▸ **THE PROBLEM**
Copy the records below, substituting "multiple disjoint parts" for each "several separate parts" and keeping everything else the same.

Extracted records
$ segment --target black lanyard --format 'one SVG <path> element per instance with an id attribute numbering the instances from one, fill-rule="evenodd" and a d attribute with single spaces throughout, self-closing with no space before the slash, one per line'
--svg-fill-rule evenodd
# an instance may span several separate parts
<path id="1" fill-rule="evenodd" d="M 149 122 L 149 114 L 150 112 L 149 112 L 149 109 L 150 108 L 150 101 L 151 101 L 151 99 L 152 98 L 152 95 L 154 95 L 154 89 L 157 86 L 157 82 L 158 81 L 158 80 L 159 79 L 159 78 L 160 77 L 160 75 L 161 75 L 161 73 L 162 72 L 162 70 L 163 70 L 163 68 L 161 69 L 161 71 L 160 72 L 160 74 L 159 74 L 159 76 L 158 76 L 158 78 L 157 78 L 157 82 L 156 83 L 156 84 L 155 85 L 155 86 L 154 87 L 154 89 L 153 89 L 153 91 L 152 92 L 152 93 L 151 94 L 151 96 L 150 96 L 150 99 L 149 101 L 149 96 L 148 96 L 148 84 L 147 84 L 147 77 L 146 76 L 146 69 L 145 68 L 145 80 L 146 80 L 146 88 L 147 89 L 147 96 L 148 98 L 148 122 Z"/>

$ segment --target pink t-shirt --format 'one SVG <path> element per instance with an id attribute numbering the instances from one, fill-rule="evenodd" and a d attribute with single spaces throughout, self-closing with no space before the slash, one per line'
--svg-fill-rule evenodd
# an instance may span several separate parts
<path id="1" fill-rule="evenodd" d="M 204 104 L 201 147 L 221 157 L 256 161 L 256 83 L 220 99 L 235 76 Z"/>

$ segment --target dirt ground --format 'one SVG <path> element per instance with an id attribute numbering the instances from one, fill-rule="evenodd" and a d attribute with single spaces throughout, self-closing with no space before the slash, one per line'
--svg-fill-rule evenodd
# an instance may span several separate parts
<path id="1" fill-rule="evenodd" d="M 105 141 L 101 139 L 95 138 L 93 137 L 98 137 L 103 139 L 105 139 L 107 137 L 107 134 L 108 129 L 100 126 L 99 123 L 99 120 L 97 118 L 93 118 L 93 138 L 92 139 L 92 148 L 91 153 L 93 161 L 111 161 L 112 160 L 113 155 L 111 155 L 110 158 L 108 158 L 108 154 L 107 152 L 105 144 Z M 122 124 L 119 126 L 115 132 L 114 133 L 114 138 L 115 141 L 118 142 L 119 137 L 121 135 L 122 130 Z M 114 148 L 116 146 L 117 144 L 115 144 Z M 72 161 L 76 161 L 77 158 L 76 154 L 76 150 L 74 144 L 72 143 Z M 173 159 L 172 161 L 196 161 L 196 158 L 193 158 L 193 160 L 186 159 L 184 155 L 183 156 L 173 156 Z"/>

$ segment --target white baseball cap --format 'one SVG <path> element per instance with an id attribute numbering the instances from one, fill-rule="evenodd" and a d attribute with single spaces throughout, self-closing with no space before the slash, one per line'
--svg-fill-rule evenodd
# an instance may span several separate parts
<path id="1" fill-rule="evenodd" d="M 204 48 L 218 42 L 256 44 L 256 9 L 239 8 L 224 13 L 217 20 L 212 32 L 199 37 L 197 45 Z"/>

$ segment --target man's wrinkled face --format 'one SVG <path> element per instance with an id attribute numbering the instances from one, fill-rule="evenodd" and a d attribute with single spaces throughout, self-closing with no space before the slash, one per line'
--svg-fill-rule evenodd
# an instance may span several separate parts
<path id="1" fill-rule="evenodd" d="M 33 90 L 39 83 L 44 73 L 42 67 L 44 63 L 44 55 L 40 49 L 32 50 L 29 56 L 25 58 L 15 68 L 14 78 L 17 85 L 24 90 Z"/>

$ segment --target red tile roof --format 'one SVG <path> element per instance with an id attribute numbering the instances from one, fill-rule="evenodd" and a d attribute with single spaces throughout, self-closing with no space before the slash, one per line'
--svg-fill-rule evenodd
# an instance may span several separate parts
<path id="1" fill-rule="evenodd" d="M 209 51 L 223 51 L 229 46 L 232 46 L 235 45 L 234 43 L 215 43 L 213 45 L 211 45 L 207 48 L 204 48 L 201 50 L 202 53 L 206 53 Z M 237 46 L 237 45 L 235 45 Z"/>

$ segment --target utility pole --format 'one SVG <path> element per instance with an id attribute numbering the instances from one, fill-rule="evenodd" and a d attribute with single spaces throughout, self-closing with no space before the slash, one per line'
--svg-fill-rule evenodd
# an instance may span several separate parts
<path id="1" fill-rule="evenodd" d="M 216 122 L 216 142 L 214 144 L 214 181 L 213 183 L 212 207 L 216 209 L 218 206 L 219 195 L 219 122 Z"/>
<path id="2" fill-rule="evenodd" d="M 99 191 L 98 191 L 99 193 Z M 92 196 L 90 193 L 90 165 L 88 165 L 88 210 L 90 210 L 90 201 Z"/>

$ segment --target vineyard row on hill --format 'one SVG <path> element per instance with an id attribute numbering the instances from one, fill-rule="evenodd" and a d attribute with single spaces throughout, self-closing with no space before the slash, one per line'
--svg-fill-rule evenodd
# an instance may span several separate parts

▸ **WRITTEN SOLUTION**
$ segment --target black lanyard --format 'one SVG <path> element per instance with an id attribute numbering the instances from one, fill-rule="evenodd" and a d attribute with single spaces throughout, self-closing with no space before the slash, one per line'
--svg-fill-rule evenodd
# an instance may span multiple disjoint parts
<path id="1" fill-rule="evenodd" d="M 149 122 L 149 114 L 150 112 L 149 112 L 149 109 L 150 108 L 150 101 L 151 101 L 151 99 L 152 98 L 152 95 L 154 95 L 154 89 L 157 86 L 157 82 L 158 81 L 158 80 L 159 79 L 159 78 L 160 77 L 160 75 L 161 75 L 161 73 L 162 72 L 162 70 L 163 70 L 163 68 L 161 69 L 161 71 L 160 72 L 160 74 L 159 74 L 159 76 L 158 76 L 158 78 L 157 78 L 157 82 L 156 83 L 156 84 L 155 85 L 155 86 L 154 87 L 154 89 L 153 89 L 153 91 L 152 92 L 152 93 L 151 94 L 151 96 L 150 96 L 150 99 L 149 101 L 149 96 L 148 96 L 148 84 L 147 84 L 147 77 L 146 76 L 146 69 L 145 68 L 145 80 L 146 80 L 146 88 L 147 89 L 147 96 L 148 98 L 148 122 Z"/>

$ segment --target pink t-shirt --format 'one SVG <path> element per instance with an id attribute numbering the instances from one, fill-rule="evenodd" and a d attribute with single spaces throughout, self-closing with no space before the slash, one per line'
--svg-fill-rule evenodd
# an instance may span multiple disjoint parts
<path id="1" fill-rule="evenodd" d="M 204 104 L 201 147 L 221 157 L 256 161 L 256 83 L 220 99 L 235 76 Z"/>

$ segment --target dirt ground --format 'one SVG <path> element per instance with an id attribute numbering the instances from one, fill-rule="evenodd" and a d attribute with single spaces throughout, self-closing with no space before the slash, one per line'
--svg-fill-rule evenodd
# an instance may span multiple disjoint parts
<path id="1" fill-rule="evenodd" d="M 105 141 L 101 139 L 95 138 L 93 137 L 98 137 L 103 139 L 105 139 L 107 137 L 107 134 L 108 129 L 100 126 L 99 123 L 99 120 L 97 118 L 93 118 L 93 138 L 92 139 L 92 148 L 91 153 L 93 161 L 111 161 L 112 160 L 113 155 L 111 155 L 110 158 L 108 158 L 108 154 L 107 152 L 105 144 Z M 122 124 L 119 126 L 115 132 L 114 133 L 114 138 L 115 141 L 118 142 L 119 137 L 121 135 L 122 130 Z M 114 148 L 116 146 L 117 144 L 115 144 Z M 72 161 L 76 161 L 77 158 L 76 154 L 76 150 L 74 144 L 72 143 Z M 173 159 L 172 161 L 196 161 L 196 158 L 193 158 L 193 160 L 186 159 L 184 155 L 183 156 L 173 156 Z"/>

$ segment --target white baseball cap --format 'one SVG <path> element per instance with an id attribute numbering the instances from one, fill-rule="evenodd" and a d attribute with single spaces throughout, self-closing with no space before the slash, one per line'
--svg-fill-rule evenodd
# an instance may span multiple disjoint parts
<path id="1" fill-rule="evenodd" d="M 204 48 L 218 42 L 256 44 L 256 9 L 239 8 L 224 13 L 217 20 L 212 32 L 199 37 L 197 45 Z"/>

$ segment --target man's wrinkled face --format 'one SVG <path> element per instance with an id attribute numbering the instances from one, fill-rule="evenodd" and a d attribute with single spaces throughout, self-closing with no space before the slash, one per line'
--svg-fill-rule evenodd
# an instance may span multiple disjoint parts
<path id="1" fill-rule="evenodd" d="M 33 90 L 39 83 L 44 73 L 42 67 L 44 63 L 44 55 L 40 49 L 32 50 L 29 56 L 25 58 L 15 68 L 14 78 L 17 85 L 24 90 Z"/>

$ segment --target red tile roof --format 'one SVG <path> element per instance with an id attribute numbering the instances from one, fill-rule="evenodd" and a d attribute with single spaces throughout, self-closing with no space before the slash, one per line'
--svg-fill-rule evenodd
# an instance may span multiple disjoint parts
<path id="1" fill-rule="evenodd" d="M 209 51 L 223 51 L 229 46 L 232 46 L 235 45 L 234 43 L 215 43 L 213 45 L 211 45 L 207 48 L 204 48 L 201 50 L 202 53 L 206 53 Z M 237 46 L 237 45 L 235 45 Z"/>

$ segment --target utility pole --format 'one SVG <path> element per instance with an id attribute numbering the instances from one, fill-rule="evenodd" and a d attribute with single spaces throughout, self-closing with no space before the slash, one per line'
--svg-fill-rule evenodd
# an instance may span multiple disjoint parts
<path id="1" fill-rule="evenodd" d="M 216 122 L 216 142 L 214 144 L 214 181 L 213 183 L 212 207 L 216 209 L 218 206 L 219 195 L 219 122 Z"/>
<path id="2" fill-rule="evenodd" d="M 99 191 L 98 191 L 99 193 Z M 92 196 L 90 193 L 90 165 L 88 165 L 88 210 L 90 210 L 90 201 Z"/>

$ segment --target vineyard row on hill --format 'one SVG <path> element per instance with an id attribute numbering the instances from one, fill-rule="evenodd" and a d attribute with single spaces throughout, self-closing with no space before the slash, one per line'
--svg-fill-rule evenodd
# an instance may span multiple disjoint parts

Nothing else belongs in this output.